§ **Deine Aufgabe**
Schreib die Zeilen vom Anfang der Auflistung bis einschließlich der Zeile mit "negative clicks: (1399, 1033)" noch einmal ab. Tausche dabei "clicks" gegen "taps" aus und lass alles andere unverändert.

:: Datensatzinhalt

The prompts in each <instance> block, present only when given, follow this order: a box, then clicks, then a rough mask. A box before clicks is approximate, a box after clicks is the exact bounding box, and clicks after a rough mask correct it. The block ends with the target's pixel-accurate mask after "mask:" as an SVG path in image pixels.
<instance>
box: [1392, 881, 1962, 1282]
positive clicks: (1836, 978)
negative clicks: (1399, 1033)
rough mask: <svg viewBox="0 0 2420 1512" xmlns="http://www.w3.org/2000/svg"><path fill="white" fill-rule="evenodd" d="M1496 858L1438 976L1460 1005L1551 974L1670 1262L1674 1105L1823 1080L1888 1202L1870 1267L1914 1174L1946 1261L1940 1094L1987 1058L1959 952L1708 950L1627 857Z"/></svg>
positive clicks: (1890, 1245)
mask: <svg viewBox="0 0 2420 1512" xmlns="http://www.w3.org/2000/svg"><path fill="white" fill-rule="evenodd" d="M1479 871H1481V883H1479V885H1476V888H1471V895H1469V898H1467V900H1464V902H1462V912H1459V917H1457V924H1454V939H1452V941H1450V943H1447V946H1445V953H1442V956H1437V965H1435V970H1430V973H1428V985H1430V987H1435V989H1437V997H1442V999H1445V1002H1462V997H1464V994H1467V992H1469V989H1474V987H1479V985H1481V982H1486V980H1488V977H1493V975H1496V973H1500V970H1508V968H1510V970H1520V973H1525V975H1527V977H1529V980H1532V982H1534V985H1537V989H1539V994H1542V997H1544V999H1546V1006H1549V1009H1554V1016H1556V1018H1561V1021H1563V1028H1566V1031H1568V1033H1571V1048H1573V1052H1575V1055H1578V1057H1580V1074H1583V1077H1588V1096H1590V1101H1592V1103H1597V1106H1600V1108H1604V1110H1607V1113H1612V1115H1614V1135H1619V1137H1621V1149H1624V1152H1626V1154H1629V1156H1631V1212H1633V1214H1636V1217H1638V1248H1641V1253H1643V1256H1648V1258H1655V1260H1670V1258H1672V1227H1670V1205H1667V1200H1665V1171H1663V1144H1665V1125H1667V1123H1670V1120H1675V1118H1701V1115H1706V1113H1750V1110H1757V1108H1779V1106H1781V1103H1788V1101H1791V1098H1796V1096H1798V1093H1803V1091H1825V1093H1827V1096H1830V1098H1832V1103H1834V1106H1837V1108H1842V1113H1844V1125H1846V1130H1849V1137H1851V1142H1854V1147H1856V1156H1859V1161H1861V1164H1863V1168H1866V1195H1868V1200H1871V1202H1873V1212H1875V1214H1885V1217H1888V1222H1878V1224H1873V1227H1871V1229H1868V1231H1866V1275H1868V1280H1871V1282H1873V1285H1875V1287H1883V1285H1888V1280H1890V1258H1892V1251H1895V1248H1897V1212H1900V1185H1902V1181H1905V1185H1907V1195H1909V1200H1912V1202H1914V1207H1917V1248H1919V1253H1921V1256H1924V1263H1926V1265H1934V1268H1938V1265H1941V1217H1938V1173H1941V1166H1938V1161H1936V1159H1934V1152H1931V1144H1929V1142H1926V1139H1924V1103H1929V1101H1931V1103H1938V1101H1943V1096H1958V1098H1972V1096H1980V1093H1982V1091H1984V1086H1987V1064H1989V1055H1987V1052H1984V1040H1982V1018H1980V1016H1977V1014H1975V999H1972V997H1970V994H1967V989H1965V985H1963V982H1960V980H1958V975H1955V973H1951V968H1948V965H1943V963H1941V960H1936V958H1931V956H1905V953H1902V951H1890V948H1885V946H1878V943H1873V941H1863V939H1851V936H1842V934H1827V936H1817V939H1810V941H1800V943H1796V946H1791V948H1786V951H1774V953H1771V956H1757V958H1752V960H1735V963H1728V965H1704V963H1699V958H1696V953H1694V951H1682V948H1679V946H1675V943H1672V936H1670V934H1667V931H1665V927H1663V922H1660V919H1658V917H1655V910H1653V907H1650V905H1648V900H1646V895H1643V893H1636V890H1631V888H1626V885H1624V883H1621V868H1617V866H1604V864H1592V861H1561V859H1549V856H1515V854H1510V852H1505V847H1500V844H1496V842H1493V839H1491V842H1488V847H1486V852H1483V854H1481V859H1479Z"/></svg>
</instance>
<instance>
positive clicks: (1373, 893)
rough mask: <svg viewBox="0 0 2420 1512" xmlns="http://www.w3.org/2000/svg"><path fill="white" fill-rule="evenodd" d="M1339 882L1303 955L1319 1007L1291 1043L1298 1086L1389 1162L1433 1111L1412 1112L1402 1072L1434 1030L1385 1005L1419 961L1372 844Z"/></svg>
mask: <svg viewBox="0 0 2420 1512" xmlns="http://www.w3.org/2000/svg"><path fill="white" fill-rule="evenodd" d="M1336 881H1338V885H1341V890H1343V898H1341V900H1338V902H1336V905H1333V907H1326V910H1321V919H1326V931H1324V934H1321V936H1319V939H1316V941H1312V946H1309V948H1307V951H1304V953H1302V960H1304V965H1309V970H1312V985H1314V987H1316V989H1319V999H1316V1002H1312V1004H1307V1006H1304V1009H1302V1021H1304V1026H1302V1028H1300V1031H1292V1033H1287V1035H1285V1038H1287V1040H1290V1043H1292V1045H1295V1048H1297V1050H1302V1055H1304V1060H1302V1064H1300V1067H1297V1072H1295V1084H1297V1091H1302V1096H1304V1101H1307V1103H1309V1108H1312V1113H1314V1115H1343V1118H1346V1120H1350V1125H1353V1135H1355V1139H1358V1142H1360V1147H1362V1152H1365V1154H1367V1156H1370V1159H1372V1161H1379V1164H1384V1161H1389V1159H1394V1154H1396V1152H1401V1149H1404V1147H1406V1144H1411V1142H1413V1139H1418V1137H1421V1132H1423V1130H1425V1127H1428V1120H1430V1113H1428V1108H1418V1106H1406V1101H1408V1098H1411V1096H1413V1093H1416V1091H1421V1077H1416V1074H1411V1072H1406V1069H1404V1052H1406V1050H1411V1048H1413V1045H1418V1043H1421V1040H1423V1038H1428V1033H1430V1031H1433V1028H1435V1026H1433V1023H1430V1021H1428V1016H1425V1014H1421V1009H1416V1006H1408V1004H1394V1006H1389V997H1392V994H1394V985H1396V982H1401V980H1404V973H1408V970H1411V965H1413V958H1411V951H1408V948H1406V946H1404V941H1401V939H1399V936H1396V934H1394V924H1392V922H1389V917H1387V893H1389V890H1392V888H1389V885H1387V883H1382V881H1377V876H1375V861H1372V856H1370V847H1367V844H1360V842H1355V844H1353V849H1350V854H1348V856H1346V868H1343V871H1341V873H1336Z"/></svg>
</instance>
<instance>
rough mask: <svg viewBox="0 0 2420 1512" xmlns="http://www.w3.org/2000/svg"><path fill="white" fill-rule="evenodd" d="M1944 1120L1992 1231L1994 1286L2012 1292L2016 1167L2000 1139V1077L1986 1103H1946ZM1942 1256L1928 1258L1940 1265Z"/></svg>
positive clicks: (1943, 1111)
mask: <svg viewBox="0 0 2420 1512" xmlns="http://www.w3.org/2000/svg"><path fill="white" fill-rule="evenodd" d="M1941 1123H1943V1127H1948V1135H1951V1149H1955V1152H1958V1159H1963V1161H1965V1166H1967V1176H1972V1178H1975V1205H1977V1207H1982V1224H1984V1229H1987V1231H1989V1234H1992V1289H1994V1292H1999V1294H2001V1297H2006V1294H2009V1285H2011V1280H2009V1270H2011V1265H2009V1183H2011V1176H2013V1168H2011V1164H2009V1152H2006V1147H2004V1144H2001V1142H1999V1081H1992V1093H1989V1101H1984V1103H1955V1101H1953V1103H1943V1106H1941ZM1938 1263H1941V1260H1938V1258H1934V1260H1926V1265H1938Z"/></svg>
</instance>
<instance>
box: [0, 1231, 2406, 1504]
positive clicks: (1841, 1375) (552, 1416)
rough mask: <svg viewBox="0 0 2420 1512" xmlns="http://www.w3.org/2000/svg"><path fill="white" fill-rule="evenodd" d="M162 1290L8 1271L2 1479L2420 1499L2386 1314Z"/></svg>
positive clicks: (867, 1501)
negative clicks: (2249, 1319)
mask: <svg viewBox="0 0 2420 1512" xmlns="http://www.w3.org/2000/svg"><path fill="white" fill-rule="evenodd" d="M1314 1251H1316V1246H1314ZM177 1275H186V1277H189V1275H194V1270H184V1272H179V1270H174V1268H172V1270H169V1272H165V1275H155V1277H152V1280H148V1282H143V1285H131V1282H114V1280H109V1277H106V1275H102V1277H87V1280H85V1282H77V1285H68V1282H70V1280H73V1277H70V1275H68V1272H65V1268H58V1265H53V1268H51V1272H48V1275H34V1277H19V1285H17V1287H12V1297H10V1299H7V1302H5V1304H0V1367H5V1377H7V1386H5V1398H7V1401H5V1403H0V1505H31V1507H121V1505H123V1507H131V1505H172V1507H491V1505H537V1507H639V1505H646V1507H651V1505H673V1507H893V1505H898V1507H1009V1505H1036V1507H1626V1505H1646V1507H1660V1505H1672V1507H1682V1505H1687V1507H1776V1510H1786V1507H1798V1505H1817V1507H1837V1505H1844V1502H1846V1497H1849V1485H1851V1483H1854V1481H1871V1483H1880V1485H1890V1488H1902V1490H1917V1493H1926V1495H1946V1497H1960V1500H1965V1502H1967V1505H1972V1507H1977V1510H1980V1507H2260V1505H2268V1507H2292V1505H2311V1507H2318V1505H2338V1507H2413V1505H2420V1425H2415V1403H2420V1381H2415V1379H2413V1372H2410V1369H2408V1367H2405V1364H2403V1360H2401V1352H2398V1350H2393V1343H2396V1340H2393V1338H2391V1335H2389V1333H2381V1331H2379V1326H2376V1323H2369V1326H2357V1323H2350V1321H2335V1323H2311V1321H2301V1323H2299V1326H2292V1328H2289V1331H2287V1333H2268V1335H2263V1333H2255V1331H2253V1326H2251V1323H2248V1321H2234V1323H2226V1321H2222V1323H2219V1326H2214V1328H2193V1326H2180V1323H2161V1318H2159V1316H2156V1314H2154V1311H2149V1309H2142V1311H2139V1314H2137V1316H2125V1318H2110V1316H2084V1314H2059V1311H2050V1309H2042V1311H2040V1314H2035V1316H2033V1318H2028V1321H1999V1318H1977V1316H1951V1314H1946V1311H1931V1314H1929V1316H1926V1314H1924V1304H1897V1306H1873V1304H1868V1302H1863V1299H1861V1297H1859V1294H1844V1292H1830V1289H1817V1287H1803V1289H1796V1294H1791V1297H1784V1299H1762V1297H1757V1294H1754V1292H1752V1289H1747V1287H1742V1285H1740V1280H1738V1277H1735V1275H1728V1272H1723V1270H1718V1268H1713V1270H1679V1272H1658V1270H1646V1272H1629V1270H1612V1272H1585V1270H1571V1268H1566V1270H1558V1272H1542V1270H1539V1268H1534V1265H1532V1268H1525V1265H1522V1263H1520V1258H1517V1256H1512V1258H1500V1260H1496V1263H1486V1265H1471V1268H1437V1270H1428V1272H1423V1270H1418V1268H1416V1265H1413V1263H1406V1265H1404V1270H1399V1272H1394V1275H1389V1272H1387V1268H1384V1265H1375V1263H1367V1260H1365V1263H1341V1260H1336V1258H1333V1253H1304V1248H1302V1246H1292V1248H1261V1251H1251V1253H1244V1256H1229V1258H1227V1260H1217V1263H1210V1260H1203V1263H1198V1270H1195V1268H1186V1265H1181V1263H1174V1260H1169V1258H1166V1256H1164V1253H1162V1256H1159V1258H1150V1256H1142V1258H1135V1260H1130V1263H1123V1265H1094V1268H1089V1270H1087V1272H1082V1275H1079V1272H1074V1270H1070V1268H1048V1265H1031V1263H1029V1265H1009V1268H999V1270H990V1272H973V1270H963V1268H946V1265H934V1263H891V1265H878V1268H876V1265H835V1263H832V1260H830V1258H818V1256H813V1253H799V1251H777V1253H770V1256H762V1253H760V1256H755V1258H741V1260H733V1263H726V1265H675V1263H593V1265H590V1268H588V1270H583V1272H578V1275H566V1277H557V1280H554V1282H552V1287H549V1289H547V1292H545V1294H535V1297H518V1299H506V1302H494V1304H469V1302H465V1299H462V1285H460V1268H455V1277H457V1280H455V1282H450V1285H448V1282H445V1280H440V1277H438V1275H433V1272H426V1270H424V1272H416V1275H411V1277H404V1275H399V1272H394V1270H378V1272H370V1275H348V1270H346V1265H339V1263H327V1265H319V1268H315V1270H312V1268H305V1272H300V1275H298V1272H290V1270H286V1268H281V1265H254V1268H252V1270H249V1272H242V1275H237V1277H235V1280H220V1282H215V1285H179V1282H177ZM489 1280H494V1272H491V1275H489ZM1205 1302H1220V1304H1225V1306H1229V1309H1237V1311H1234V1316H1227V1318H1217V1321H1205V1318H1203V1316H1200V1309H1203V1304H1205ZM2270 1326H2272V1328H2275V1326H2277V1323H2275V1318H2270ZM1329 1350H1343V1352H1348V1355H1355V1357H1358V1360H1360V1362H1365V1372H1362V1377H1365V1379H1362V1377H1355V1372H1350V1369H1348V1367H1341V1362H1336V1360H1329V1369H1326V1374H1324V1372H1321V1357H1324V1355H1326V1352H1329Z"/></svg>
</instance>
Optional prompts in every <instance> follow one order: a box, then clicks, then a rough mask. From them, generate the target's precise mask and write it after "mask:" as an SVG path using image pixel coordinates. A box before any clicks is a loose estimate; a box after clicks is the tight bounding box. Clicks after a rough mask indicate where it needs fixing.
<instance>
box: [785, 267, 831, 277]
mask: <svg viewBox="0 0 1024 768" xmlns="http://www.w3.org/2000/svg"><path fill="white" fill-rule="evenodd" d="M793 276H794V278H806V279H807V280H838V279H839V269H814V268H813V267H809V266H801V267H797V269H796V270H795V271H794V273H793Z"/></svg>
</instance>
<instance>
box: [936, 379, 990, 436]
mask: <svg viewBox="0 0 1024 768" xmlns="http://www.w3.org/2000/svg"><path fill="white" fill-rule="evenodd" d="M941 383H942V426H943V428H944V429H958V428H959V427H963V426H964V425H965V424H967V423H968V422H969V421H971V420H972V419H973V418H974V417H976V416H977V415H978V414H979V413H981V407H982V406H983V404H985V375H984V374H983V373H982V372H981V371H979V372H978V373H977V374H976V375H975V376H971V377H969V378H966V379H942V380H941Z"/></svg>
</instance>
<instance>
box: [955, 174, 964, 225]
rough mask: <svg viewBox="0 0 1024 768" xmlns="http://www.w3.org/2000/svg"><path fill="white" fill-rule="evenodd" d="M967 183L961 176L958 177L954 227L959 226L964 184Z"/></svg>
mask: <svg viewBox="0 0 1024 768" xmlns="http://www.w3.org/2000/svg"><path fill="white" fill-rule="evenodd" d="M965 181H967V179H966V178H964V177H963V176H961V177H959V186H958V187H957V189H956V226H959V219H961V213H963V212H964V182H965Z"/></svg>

::::

§ **Ergebnis**
The prompts in each <instance> block, present only when given, follow this order: a box, then taps, then a rough mask. A box before taps is approximate, a box after taps is the exact bounding box, and taps after a rough mask correct it. The block ends with the target's pixel-accurate mask after "mask:" as an SVG path in image pixels.
<instance>
box: [1392, 881, 1962, 1282]
positive taps: (1836, 978)
negative taps: (1399, 1033)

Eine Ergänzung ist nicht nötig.